» **What is expected**: Among the lines of data below, reproduce only those from the one with "Where in this photo can the rear window" through the one with "Where in this photo can the tinted", exactly as they stand, both ends included.

» **Data**:
--- START ---
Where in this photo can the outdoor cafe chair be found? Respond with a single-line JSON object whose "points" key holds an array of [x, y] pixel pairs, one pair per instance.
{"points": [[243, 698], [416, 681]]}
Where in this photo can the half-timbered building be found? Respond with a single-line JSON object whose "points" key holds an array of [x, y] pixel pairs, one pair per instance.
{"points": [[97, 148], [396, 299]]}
--- END ---
--- START ---
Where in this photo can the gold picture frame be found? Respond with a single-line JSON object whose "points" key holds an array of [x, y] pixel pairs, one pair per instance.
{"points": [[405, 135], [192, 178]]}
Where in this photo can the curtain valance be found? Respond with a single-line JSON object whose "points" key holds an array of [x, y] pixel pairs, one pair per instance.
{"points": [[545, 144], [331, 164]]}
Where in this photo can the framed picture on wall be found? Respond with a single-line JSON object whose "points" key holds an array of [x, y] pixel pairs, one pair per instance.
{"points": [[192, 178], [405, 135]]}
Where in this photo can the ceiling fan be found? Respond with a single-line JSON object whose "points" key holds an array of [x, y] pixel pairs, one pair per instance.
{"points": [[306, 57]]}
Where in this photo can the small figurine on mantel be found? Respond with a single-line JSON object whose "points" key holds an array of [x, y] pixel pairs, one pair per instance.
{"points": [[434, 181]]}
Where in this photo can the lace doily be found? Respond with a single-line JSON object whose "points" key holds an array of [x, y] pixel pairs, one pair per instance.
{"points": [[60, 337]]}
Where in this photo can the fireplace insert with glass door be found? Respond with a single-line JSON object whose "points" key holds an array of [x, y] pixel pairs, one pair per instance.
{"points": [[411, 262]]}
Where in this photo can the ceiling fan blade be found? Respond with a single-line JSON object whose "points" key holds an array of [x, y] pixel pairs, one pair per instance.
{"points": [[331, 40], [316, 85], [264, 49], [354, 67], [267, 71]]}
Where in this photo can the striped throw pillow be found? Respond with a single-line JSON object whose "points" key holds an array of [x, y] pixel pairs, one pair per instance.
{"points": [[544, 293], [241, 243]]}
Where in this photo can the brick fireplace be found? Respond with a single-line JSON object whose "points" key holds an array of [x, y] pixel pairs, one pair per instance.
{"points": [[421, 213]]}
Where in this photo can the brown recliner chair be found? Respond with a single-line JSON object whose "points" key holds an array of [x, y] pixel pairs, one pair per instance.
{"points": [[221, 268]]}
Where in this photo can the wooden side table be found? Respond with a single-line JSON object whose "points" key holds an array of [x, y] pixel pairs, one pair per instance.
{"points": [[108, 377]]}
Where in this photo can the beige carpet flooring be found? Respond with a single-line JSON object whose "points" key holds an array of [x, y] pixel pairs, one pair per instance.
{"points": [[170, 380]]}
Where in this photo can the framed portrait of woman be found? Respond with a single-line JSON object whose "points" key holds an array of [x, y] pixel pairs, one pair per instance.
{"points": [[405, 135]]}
--- END ---
--- START ---
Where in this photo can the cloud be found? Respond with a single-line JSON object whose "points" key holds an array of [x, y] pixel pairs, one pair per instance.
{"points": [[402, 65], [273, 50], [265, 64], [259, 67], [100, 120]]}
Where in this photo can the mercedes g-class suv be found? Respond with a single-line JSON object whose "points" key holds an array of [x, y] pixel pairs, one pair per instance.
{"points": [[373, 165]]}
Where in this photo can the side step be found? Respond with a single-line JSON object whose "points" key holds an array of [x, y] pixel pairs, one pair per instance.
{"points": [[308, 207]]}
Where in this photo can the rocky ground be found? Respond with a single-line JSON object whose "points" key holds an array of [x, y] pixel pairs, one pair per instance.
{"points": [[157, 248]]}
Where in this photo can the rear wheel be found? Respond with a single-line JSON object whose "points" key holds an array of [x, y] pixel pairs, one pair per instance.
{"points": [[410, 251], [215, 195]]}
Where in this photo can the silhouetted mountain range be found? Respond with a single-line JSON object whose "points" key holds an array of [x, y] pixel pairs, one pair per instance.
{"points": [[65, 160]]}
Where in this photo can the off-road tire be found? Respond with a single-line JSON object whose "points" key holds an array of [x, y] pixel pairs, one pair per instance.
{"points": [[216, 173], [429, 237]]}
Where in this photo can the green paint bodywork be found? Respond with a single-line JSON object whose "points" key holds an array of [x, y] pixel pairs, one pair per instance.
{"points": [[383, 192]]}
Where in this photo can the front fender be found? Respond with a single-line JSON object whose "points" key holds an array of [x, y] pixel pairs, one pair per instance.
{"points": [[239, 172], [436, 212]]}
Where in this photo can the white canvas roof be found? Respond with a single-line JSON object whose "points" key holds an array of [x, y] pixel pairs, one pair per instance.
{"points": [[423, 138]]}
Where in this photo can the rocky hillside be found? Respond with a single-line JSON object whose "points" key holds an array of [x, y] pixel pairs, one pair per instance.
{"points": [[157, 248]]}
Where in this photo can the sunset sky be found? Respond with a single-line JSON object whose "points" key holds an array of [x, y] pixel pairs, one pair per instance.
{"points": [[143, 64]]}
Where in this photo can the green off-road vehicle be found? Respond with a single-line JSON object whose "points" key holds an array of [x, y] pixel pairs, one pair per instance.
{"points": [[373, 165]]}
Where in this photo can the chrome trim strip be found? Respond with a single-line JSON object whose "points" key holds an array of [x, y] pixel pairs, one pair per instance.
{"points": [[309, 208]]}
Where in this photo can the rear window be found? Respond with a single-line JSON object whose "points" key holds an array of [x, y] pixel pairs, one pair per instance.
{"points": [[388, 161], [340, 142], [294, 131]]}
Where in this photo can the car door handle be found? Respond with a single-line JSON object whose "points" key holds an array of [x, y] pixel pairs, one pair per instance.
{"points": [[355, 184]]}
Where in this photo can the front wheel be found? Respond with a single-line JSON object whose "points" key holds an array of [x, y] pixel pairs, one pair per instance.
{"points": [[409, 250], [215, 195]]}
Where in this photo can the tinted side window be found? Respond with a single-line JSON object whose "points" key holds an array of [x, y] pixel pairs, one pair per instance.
--- END ---
» **Your response**:
Where in this photo can the rear window be found? Respond with a single-line JSON object whose "points" key holds an array of [x, y] pixel pairs, one pair per instance.
{"points": [[388, 161], [340, 142], [294, 131]]}
Where in this photo can the car door handle be found? Respond with a single-line JSON object whose "points" key holds an array of [x, y] pixel pairs, one pair per instance.
{"points": [[355, 184]]}
Where in this photo can the front wheel be found? Respond with a single-line JSON object whose "points" key holds an array of [x, y] pixel pairs, one pair per instance.
{"points": [[409, 250], [215, 195]]}
Where in this photo can the tinted side window be found? Respond with a single-line JSON object whose "points" key holds an array of [x, y] pixel pairs, one pair per instance.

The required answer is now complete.